EXERCISE:
Repeat the records below exactly as they appear.
(begin)
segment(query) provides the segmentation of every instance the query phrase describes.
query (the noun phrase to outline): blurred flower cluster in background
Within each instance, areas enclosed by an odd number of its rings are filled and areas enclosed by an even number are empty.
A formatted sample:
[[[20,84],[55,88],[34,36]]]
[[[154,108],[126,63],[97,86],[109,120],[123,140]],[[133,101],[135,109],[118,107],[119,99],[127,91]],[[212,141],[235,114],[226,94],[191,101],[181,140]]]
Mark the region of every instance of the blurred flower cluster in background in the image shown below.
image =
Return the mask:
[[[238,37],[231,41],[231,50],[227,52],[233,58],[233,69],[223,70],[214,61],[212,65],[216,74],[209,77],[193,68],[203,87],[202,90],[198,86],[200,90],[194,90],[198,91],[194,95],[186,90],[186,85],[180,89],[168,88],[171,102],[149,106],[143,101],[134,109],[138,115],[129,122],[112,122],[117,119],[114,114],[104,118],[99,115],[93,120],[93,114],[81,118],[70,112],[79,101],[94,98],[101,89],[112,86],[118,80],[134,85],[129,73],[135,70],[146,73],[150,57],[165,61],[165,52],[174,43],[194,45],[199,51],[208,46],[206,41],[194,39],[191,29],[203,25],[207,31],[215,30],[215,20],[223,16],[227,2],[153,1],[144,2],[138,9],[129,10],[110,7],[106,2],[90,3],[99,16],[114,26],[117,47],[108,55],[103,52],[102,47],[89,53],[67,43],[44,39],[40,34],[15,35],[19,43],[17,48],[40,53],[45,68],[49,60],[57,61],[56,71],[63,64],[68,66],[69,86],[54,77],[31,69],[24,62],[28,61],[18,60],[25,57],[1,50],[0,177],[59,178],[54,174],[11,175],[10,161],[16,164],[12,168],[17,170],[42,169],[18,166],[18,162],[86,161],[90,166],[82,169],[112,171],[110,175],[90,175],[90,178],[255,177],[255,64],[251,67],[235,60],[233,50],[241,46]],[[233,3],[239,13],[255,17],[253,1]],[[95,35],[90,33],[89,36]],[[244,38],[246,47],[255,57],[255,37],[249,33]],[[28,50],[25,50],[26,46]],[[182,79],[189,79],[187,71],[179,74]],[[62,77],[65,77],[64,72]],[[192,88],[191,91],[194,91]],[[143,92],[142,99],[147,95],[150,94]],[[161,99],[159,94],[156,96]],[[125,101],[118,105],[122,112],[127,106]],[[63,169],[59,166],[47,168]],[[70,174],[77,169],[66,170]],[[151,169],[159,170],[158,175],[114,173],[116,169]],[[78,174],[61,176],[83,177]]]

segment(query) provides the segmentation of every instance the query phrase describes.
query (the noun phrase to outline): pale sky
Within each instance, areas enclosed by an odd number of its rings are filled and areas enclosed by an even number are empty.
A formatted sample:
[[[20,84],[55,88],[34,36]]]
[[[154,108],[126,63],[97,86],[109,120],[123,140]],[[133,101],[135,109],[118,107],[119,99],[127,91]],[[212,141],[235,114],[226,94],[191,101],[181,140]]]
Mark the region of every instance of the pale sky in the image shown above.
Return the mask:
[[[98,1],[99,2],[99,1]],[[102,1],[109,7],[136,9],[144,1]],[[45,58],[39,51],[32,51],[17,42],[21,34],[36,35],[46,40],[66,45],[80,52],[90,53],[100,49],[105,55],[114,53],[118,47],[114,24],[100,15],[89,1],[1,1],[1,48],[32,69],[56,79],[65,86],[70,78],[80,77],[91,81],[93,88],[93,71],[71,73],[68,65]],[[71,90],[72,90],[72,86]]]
(end)
THE REPLY:
segment(query) provides the segmentation of every instance the query phrase describes.
query (the noun phrase to outline): blurred flower cluster in background
Within each instance, areas enclosed by an odd number of its rings are filled and areas enclosed by an even number are empty.
A formatted sample:
[[[20,84],[55,88],[34,36]]]
[[[154,108],[126,63],[97,86],[109,120],[123,140]],[[133,101],[135,109],[118,107],[119,99],[127,91]],[[212,141],[235,114],[226,94],[191,101],[181,140]]]
Mark the region of every instance of the blurred flower cluster in background in the image shown below.
image =
Return the mask:
[[[238,37],[231,41],[231,50],[227,52],[233,58],[233,69],[223,70],[214,61],[212,65],[216,74],[209,77],[193,68],[203,87],[202,90],[198,86],[200,90],[194,90],[198,91],[194,95],[186,90],[186,85],[180,89],[168,88],[171,102],[149,106],[143,101],[134,109],[138,115],[129,122],[112,122],[117,119],[114,114],[104,118],[99,115],[93,120],[93,114],[81,118],[70,112],[79,101],[94,98],[101,89],[112,86],[118,80],[134,85],[129,73],[135,70],[146,73],[150,57],[165,61],[165,52],[174,43],[194,45],[199,51],[208,46],[206,41],[194,39],[191,29],[203,25],[207,31],[215,30],[215,20],[223,16],[227,2],[153,1],[144,2],[138,9],[129,10],[110,7],[106,2],[90,3],[99,16],[114,26],[117,47],[108,55],[103,52],[102,47],[89,53],[67,43],[44,39],[40,34],[15,35],[19,43],[17,48],[40,53],[45,68],[49,60],[57,61],[56,71],[63,64],[68,66],[69,86],[54,77],[31,69],[24,62],[28,61],[18,60],[25,57],[1,50],[0,177],[59,178],[54,174],[11,175],[10,161],[16,164],[12,168],[17,170],[42,169],[18,166],[18,162],[86,161],[90,166],[82,169],[112,171],[110,175],[90,175],[90,178],[255,177],[255,64],[251,67],[235,60],[233,50],[241,46]],[[233,3],[239,13],[255,17],[253,1]],[[95,35],[90,33],[89,36]],[[244,38],[246,47],[255,57],[255,37],[249,33]],[[28,50],[25,50],[26,46]],[[182,79],[189,79],[187,71],[179,74]],[[62,77],[65,77],[64,72]],[[192,88],[191,91],[194,91]],[[143,92],[142,99],[147,95],[150,94]],[[161,99],[159,94],[156,96]],[[125,101],[118,105],[122,112],[127,106]],[[63,169],[59,166],[47,168]],[[70,174],[77,169],[66,170]],[[151,169],[159,170],[158,175],[114,173],[116,169]],[[78,174],[61,176],[83,177]]]

segment(query) provides the segmentation of every instance the query phrase describes.
query (the noun phrase to outline): pale sky
Within each instance, areas enclosed by an odd number of its rings are filled and areas enclosed by an even number are empty.
A formatted sample:
[[[20,84],[55,88],[34,36]]]
[[[154,108],[126,63],[97,86],[109,120],[123,140]],[[133,101],[135,109],[118,107],[119,99],[127,91]],[[212,141],[235,114],[226,94],[191,101],[181,140]]]
Mark the region of every instance of the pale sky in the image shown above.
Return the mask:
[[[98,1],[99,2],[99,1]],[[102,1],[109,7],[136,9],[144,1]],[[45,58],[39,51],[32,51],[17,42],[21,34],[36,35],[46,40],[66,45],[80,52],[90,53],[100,49],[105,55],[114,53],[118,47],[114,24],[100,15],[89,1],[1,1],[1,48],[32,69],[56,79],[65,86],[70,78],[80,77],[91,81],[93,88],[93,71],[71,73],[68,65]],[[71,90],[72,90],[72,86]]]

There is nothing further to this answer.